> [Task brief]: Output the data that follows exactly, line for line.

:: Material shown

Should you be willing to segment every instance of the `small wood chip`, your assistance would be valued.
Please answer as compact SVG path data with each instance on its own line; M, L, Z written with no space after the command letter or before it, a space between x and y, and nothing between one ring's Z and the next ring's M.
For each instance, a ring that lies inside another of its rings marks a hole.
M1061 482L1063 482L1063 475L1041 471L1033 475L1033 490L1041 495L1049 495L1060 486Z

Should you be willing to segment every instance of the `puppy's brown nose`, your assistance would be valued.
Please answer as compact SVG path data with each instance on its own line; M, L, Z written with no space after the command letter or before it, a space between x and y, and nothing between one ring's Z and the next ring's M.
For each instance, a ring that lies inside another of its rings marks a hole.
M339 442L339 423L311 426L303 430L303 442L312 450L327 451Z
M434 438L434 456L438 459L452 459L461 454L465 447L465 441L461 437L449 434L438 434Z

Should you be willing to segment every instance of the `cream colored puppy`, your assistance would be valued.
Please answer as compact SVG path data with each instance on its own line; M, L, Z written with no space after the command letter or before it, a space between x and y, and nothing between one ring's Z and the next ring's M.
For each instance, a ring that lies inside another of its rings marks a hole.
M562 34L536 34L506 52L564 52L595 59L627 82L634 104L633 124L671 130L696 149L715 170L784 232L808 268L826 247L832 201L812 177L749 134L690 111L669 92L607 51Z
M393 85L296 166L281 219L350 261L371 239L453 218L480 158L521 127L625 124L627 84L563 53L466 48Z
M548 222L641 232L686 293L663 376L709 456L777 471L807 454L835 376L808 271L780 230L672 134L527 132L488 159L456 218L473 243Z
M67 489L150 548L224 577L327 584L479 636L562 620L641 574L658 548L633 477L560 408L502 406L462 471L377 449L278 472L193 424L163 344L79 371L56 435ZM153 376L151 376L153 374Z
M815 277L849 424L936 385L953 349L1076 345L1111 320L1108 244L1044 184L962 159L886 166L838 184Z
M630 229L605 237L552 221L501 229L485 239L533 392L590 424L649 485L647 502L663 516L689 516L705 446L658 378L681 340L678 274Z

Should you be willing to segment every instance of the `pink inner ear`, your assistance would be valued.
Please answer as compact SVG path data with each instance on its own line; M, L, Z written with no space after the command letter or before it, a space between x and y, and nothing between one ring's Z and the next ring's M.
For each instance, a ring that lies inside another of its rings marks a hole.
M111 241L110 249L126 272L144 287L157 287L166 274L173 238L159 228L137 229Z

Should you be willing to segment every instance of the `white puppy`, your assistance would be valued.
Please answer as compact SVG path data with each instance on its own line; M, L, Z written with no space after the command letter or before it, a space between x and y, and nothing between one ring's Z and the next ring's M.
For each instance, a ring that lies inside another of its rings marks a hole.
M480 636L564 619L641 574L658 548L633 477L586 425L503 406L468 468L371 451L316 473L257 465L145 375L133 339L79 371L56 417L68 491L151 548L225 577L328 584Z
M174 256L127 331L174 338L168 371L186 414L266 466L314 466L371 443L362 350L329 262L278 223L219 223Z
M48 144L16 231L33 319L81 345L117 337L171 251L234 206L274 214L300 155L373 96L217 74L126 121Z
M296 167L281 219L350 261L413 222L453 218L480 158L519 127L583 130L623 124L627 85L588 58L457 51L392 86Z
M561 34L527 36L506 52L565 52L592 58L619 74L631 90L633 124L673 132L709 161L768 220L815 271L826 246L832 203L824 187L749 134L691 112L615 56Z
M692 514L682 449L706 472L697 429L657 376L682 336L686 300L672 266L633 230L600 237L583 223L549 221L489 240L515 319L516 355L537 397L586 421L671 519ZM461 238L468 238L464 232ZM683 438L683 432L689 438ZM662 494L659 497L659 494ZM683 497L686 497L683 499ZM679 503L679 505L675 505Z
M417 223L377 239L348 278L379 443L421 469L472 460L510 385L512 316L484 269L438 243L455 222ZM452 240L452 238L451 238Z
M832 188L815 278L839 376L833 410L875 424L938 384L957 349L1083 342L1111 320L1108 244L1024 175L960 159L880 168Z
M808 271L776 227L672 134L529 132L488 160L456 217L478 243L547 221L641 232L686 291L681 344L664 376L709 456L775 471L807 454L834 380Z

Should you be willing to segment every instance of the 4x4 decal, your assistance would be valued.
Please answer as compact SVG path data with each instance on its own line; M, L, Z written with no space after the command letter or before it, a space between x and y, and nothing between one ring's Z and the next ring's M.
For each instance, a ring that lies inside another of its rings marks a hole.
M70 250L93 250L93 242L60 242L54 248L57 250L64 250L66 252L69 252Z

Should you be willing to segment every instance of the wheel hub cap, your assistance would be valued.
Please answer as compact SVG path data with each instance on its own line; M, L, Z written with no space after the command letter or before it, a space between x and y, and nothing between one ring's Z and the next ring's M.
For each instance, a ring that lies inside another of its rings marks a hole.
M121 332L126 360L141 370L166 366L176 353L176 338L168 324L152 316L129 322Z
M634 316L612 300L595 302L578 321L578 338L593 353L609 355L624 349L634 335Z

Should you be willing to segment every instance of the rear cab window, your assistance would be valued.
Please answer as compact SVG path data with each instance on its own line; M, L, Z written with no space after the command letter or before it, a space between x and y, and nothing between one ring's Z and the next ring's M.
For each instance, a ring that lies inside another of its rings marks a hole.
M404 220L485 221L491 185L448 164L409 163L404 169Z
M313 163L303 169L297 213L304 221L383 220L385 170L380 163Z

::::

> [Response to this task]:
Should you be willing to segment every instance of the `small wood chip`, your assistance would be valued.
Please answer as compact SVG path data with each instance on its own line; M, L, Z written with no space after the command letter or before it, a space between x and y, and nothing between one ring's Z and the next ring's M.
For each instance, a ring that lies inside another of its rings marks a hole.
M1061 482L1063 482L1063 475L1041 471L1033 475L1033 490L1041 495L1049 495L1060 486Z

Should you be willing to segment every instance of the `puppy's brown nose`, your assistance would be valued.
Please answer as compact SVG path data with each instance on its own line; M, L, Z written with no space after the command letter or before it, a space between x and y, and nothing between one ring's Z and the next ring's M.
For each instance, a ring that lies inside another of its rings marks a hole.
M339 442L339 423L311 426L303 430L303 442L312 450L327 451Z
M434 438L434 456L438 459L452 459L461 454L465 447L465 441L461 437L449 434L438 434Z

Should you be willing to segment every instance of the `cream colored puppy`, your assistance would be valued.
Please answer as compact SVG path data with each instance on its own line; M, L, Z written with no space after the command letter or before it, a space between x and y, and nothing between one ring's Z and the next ring's M.
For each instance, a ring that lies inside another of its rings marks a hole.
M562 34L536 34L506 52L564 52L595 59L627 82L634 104L633 124L671 130L696 149L715 170L784 232L808 268L826 247L832 201L812 177L749 134L690 111L669 92L607 51Z
M393 85L296 166L281 219L350 261L371 239L453 218L480 158L521 127L625 124L627 84L563 53L466 48Z
M548 222L641 232L686 293L663 376L709 456L777 471L807 454L835 376L808 271L780 230L672 134L527 132L488 159L456 218L473 243Z
M67 489L150 548L224 577L327 584L479 636L562 620L641 574L658 548L633 477L560 408L502 406L462 471L377 449L278 472L193 424L163 344L79 371L56 435ZM153 376L151 376L153 374Z
M815 277L849 424L936 385L953 349L1076 345L1111 320L1108 244L1044 184L962 159L886 166L838 184Z
M630 229L605 237L552 221L501 229L485 239L533 392L590 424L649 485L647 502L663 516L689 516L705 446L658 378L681 340L678 274Z

Should you be willing to segment every instance of the `pink inner ear`, your assistance would be valued.
Please answer as compact SVG path data with each instance on its own line; M, L, Z written with no space after the command letter or before it, a space between x and y, and nothing between one ring's Z and the next ring's M.
For each instance, a ring that lies inside another of its rings marks a hole.
M111 241L110 249L126 272L144 287L157 287L166 274L173 238L159 228L137 229Z

Should you be willing to segment every instance of the `white puppy`, your assistance would be valued.
Please answer as compact SVG path data with each instance on its own line; M, L, Z written with no space after the command letter or before it, a space between x and y, and nothing between one ring's Z and the next ring's M.
For each instance, a ring that lies inside another of its rings marks a hole.
M480 636L564 619L641 574L658 548L633 477L586 425L503 406L468 468L371 451L316 473L257 465L145 375L133 339L79 371L56 417L68 491L151 548L225 577L328 584Z
M174 256L127 331L174 338L168 371L186 414L266 466L314 466L371 443L362 350L329 262L278 223L219 223Z
M48 144L16 231L33 319L81 345L117 337L171 251L234 206L274 214L300 155L373 96L217 74L126 121Z
M296 167L281 219L350 261L413 222L453 218L480 158L519 127L583 130L623 124L627 85L588 58L457 51L392 86Z
M561 34L527 36L506 52L565 52L592 58L619 74L631 90L633 124L673 132L709 161L768 220L815 271L826 246L832 203L824 187L749 134L691 112L615 56Z
M692 514L682 449L706 472L697 429L657 376L682 336L686 300L672 266L633 230L600 237L583 223L549 221L489 240L515 319L516 355L537 397L586 421L671 519ZM461 238L468 238L464 232ZM683 438L683 432L689 438ZM662 494L659 497L659 494ZM683 497L686 497L683 499ZM679 503L679 505L675 505Z
M417 223L377 239L348 278L379 443L421 469L472 460L510 385L512 316L484 269L438 243L455 222ZM452 240L452 238L451 238Z
M832 188L815 278L839 376L833 410L875 424L938 384L957 349L1083 342L1111 320L1108 244L1024 175L960 159L880 168Z
M808 271L776 227L672 134L529 132L488 160L456 217L478 243L547 221L641 232L686 291L681 344L664 376L709 456L775 471L807 454L834 380Z

Should you be willing to segment every instance of the 4x4 decal, your assistance would be valued.
Please answer as compact SVG path data with each instance on its own line; M, L, Z written with no space after the command letter or before it, a space between x and y, and nothing between one ring's Z and the next ring's M.
For each instance, a ring that lies inside another of its rings marks a hole.
M70 250L93 250L93 242L60 242L54 248L57 250L64 250L66 252L69 252Z

Should you be willing to segment every instance of the wheel hub cap, your assistance would be valued.
Please answer as compact SVG path data with each instance on its own line; M, L, Z written with no space after the command letter or before it, a space between x and y, and nothing between one ring's Z and the next ring's M.
For each instance, a ring that lies inside another of its rings marks a hole.
M121 332L126 360L141 370L166 366L176 353L176 338L168 324L152 316L129 322Z
M634 316L612 300L595 302L578 321L578 338L593 353L609 355L624 349L634 335Z

Should you be willing to segment every instance of the rear cab window, your assistance would be valued.
Please answer as compact SVG path data with each instance on its own line; M, L, Z written with no space after the command letter or before it, a space between x and y, and nothing between one ring's Z and the next ring's M.
For each instance, a ring that lies inside another of its rings marks a hole.
M404 220L485 221L491 185L448 164L409 163L404 169Z
M313 163L303 169L297 213L304 221L383 220L385 170L380 163Z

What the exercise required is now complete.